- Segmentation dataset records:
>> start
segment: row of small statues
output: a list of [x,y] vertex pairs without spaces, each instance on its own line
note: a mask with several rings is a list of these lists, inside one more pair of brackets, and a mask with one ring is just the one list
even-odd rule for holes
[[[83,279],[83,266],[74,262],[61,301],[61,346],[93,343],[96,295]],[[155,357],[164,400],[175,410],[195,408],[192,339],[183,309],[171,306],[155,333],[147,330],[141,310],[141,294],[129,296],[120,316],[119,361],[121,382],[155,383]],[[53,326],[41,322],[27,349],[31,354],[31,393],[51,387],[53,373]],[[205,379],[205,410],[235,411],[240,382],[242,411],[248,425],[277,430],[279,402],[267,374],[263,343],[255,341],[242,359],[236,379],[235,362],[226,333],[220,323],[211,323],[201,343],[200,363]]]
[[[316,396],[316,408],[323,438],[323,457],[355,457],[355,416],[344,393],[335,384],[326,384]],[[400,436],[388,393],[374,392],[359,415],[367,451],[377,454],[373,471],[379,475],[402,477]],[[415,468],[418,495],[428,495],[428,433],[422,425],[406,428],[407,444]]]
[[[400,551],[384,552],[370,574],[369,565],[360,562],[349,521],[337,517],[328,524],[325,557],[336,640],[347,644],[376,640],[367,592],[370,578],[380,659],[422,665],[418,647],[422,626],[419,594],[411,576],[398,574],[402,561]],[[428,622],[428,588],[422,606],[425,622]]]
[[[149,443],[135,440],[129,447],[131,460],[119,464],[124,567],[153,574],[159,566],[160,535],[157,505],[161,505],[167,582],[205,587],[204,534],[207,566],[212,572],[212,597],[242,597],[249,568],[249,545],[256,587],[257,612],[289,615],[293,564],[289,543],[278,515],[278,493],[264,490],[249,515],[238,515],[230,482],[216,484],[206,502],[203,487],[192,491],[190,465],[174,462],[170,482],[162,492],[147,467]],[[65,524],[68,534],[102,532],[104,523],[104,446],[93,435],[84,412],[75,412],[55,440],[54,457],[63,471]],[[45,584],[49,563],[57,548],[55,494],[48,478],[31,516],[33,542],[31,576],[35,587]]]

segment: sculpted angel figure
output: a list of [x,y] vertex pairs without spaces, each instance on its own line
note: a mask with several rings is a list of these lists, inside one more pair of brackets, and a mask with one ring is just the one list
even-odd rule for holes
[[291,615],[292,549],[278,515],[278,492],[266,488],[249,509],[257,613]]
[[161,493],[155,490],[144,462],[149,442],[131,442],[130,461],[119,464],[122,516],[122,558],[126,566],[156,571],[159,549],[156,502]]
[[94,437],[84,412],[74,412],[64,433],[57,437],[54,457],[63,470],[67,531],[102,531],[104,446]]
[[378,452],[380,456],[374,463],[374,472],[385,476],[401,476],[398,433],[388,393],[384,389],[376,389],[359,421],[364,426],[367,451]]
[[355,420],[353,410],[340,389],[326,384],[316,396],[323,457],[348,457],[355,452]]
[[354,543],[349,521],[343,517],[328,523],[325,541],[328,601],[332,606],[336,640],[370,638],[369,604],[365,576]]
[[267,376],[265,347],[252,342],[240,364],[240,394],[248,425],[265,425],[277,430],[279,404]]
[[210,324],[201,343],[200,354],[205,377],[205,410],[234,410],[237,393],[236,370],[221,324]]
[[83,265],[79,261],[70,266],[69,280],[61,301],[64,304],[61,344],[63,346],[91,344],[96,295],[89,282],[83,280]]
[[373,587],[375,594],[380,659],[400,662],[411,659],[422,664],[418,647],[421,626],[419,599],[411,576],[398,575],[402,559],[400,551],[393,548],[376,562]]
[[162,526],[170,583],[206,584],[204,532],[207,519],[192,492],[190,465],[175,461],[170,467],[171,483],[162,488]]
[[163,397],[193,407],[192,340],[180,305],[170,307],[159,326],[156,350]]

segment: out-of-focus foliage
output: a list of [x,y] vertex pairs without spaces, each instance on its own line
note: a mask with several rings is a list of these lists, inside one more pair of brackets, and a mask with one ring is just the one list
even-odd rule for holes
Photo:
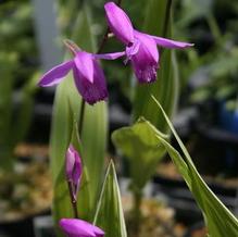
[[189,83],[195,89],[191,101],[237,100],[237,1],[184,0],[176,5],[175,34],[196,43],[179,61],[184,87]]
[[35,72],[32,5],[5,1],[0,4],[0,161],[9,169],[13,149],[30,125]]
[[0,51],[14,53],[14,84],[26,82],[37,66],[37,48],[29,1],[5,1],[0,4]]

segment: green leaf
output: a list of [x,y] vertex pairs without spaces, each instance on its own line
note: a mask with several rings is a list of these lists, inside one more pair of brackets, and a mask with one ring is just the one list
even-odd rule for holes
[[93,223],[105,232],[105,237],[127,236],[120,188],[112,161],[107,171]]
[[[143,32],[171,37],[171,17],[165,21],[167,0],[150,0],[147,3],[147,14]],[[156,23],[156,24],[154,24]],[[166,29],[166,30],[165,30]],[[171,117],[175,111],[178,96],[178,78],[176,70],[175,54],[172,50],[160,50],[160,68],[158,70],[158,79],[153,84],[139,85],[135,87],[134,98],[134,121],[143,116],[154,124],[155,127],[166,133],[167,125],[163,116],[160,116],[150,95],[155,95],[166,113]]]
[[[89,9],[84,7],[78,14],[72,37],[83,50],[95,51],[95,40],[91,34]],[[53,105],[52,129],[50,139],[51,170],[53,177],[53,214],[54,220],[73,217],[67,185],[64,177],[64,162],[66,149],[71,142],[72,134],[75,134],[75,120],[80,117],[82,97],[75,88],[70,74],[57,88]],[[87,213],[80,212],[80,219],[91,220],[92,210],[98,197],[98,187],[101,184],[103,161],[107,142],[107,103],[100,102],[91,107],[85,104],[84,126],[80,134],[80,142],[84,149],[76,145],[82,152],[85,166],[85,183],[79,190],[79,205],[87,207]],[[73,135],[75,138],[75,135]],[[72,140],[75,142],[75,139]],[[83,191],[83,187],[85,191]],[[87,189],[87,190],[86,190]],[[88,198],[90,194],[90,198]],[[90,209],[88,211],[88,209]]]
[[[162,134],[161,136],[166,137]],[[133,126],[115,130],[112,140],[129,161],[133,187],[141,190],[155,173],[165,151],[163,146],[158,146],[154,130],[141,118]]]
[[164,145],[164,148],[168,152],[175,165],[178,167],[178,171],[186,180],[198,205],[202,210],[210,236],[238,236],[238,220],[220,201],[220,199],[212,192],[212,190],[208,187],[205,182],[199,175],[187,149],[185,148],[183,141],[178,137],[174,126],[172,125],[162,105],[156,101],[154,97],[153,100],[155,101],[155,104],[158,105],[158,108],[162,112],[162,115],[166,120],[173,135],[175,136],[181,149],[183,157],[163,137],[159,135],[158,130],[154,130],[154,133],[158,136],[159,144]]

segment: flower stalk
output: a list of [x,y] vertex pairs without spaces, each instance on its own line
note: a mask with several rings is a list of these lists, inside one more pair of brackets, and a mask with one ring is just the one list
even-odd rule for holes
[[67,187],[68,187],[68,191],[70,191],[70,196],[71,196],[71,204],[72,204],[72,209],[74,212],[74,217],[78,219],[77,199],[74,197],[72,180],[67,182]]

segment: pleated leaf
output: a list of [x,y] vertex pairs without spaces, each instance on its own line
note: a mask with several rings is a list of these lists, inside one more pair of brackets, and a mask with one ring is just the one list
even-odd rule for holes
[[95,224],[105,232],[105,237],[126,237],[126,226],[115,167],[111,161],[107,171]]
[[133,187],[141,190],[155,173],[165,151],[163,146],[158,146],[153,129],[147,126],[143,120],[139,120],[133,126],[115,130],[112,140],[129,161]]
[[[186,180],[190,191],[192,192],[198,205],[203,212],[204,221],[208,225],[209,235],[212,237],[238,236],[238,220],[235,215],[221,202],[221,200],[208,187],[205,182],[199,175],[187,149],[178,137],[174,126],[167,117],[162,105],[153,98],[155,104],[162,115],[166,120],[173,135],[175,136],[181,154],[173,148],[160,133],[149,122],[147,124],[154,129],[154,134],[159,139],[159,145],[163,145],[170,157],[174,161],[178,171]],[[212,164],[210,164],[212,165]]]

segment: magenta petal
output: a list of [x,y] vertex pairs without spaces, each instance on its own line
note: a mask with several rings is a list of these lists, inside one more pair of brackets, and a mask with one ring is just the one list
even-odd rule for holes
[[75,85],[84,100],[87,101],[89,104],[93,104],[98,101],[105,100],[108,98],[108,89],[103,71],[101,70],[96,60],[92,61],[92,83],[88,80],[86,77],[84,77],[76,66],[73,67]]
[[135,30],[134,33],[135,33],[136,39],[140,41],[139,51],[141,51],[141,48],[142,48],[143,53],[147,54],[150,58],[150,60],[153,60],[154,62],[158,63],[159,53],[158,53],[158,48],[156,48],[156,43],[154,42],[154,40],[151,39],[151,37],[149,37],[147,34],[139,33],[137,30]]
[[38,85],[42,87],[58,85],[67,75],[73,65],[74,62],[71,60],[54,66],[40,78]]
[[134,42],[133,24],[126,13],[114,2],[105,3],[104,9],[108,24],[115,37],[125,45]]
[[140,41],[135,40],[135,42],[131,46],[126,47],[126,57],[128,60],[131,58],[131,55],[135,55],[139,51]]
[[125,52],[111,52],[102,54],[93,54],[95,59],[115,60],[125,55]]
[[166,38],[162,38],[162,37],[158,37],[158,36],[151,36],[151,37],[154,39],[156,45],[159,45],[161,47],[164,47],[164,48],[185,49],[185,48],[193,46],[193,43],[175,41],[175,40],[172,40],[172,39],[166,39]]
[[68,237],[103,237],[99,227],[77,219],[61,219],[60,226]]
[[131,55],[131,64],[139,83],[152,83],[156,79],[159,52],[152,38],[142,33],[135,33],[140,41],[139,50]]
[[93,83],[92,54],[85,51],[77,52],[74,62],[83,77],[87,78],[90,83]]

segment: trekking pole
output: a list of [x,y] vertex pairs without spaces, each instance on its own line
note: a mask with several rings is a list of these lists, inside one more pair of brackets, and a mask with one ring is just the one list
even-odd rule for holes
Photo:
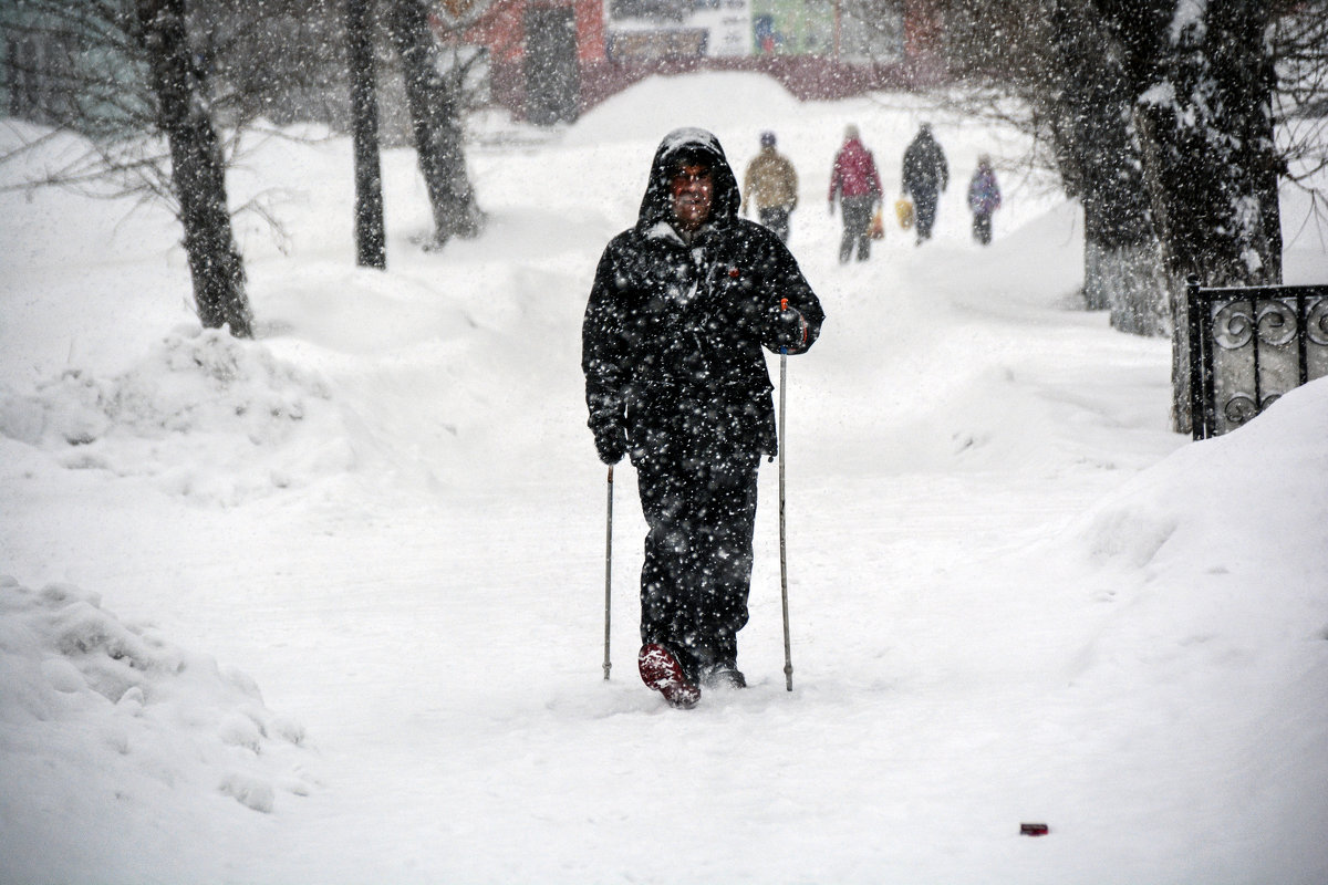
[[608,661],[610,613],[614,605],[614,466],[608,467],[608,517],[604,520],[604,682],[614,666]]
[[[780,300],[780,309],[789,309],[789,300]],[[793,691],[793,650],[789,645],[789,556],[786,532],[784,528],[784,452],[789,447],[785,433],[785,390],[789,377],[789,349],[780,348],[780,597],[784,601],[784,683]]]

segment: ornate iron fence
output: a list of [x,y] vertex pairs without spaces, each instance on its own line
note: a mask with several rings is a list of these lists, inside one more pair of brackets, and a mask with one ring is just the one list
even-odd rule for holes
[[1194,438],[1235,430],[1328,375],[1328,285],[1204,288],[1189,280]]

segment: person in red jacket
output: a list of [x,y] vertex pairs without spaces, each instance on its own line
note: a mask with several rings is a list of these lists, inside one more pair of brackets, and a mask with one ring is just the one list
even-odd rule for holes
[[858,247],[858,260],[871,256],[871,238],[867,227],[871,212],[880,207],[880,172],[871,151],[863,147],[858,127],[850,125],[843,130],[843,146],[834,157],[834,170],[830,172],[830,214],[834,214],[835,198],[843,211],[843,239],[839,240],[839,264],[847,264],[853,257],[853,247]]

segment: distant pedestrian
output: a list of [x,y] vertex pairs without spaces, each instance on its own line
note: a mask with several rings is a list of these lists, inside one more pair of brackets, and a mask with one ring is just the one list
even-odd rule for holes
[[904,150],[904,194],[912,196],[916,211],[918,244],[931,239],[936,223],[936,200],[950,186],[950,166],[946,153],[931,134],[931,123],[923,123]]
[[830,172],[830,214],[834,214],[835,198],[843,211],[843,238],[839,240],[839,264],[847,264],[858,248],[858,260],[871,257],[871,238],[867,228],[871,224],[872,210],[880,207],[880,172],[858,133],[857,126],[843,130],[843,145],[834,157]]
[[756,206],[757,218],[784,243],[789,241],[789,216],[798,207],[798,174],[789,158],[774,149],[774,133],[761,133],[761,153],[742,175],[742,215]]
[[1000,186],[992,171],[991,157],[977,158],[977,170],[968,182],[968,208],[973,211],[973,239],[987,245],[992,241],[992,212],[1000,208]]

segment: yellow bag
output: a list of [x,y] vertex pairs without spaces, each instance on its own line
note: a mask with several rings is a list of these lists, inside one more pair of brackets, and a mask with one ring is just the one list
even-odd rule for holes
>> end
- Aim: Starting at the line with "segment: person in red jacket" and continuing through the end of the data, rename "vertex pairs" to "coordinate pairs" and leave every other word as it is. Return only those lines.

- Expected output:
segment: person in red jacket
output: a list of [x,y] coordinate pairs without spaces, each instance on its own line
note: a mask with several rings is a list of these lists, inside one more pair of brackets, and a mask with one ring is just the one list
even-odd rule for holes
[[858,247],[858,260],[871,256],[871,238],[867,227],[871,212],[880,207],[880,172],[871,151],[863,147],[858,127],[850,125],[843,130],[843,146],[834,157],[834,170],[830,172],[830,214],[834,214],[835,198],[843,211],[843,239],[839,240],[839,264],[847,264],[853,257],[853,247]]

segment: distant pedestrian
output: a list of [x,y] coordinate pairs without spaces, each instance on its own line
note: a mask with several rings is a list of these lists, inside one more pair of brackets, and a mask with one ring is just the one list
even-odd rule for holes
[[904,150],[904,194],[912,196],[916,211],[918,244],[931,239],[936,223],[936,200],[950,186],[950,166],[946,153],[931,134],[931,123],[923,123]]
[[830,172],[830,214],[834,214],[835,198],[843,211],[843,238],[839,240],[839,264],[847,264],[858,248],[858,260],[871,257],[871,238],[867,228],[871,224],[872,210],[880,207],[880,172],[858,133],[857,126],[843,130],[843,145],[834,157]]
[[756,206],[757,218],[784,243],[789,241],[789,216],[798,207],[798,174],[789,158],[774,149],[774,133],[761,133],[761,153],[742,175],[742,215]]
[[1000,186],[992,171],[991,157],[977,158],[977,170],[968,182],[968,208],[973,211],[973,239],[987,245],[992,241],[992,212],[1000,208]]

segment: yellow bag
output: a list of [x,y] coordinate pairs without spaces, each instance on its own line
note: a mask with several rings is a list of these lists, inside one more pair of brackets, and a mask with one ring is just the one list
even-odd rule for holes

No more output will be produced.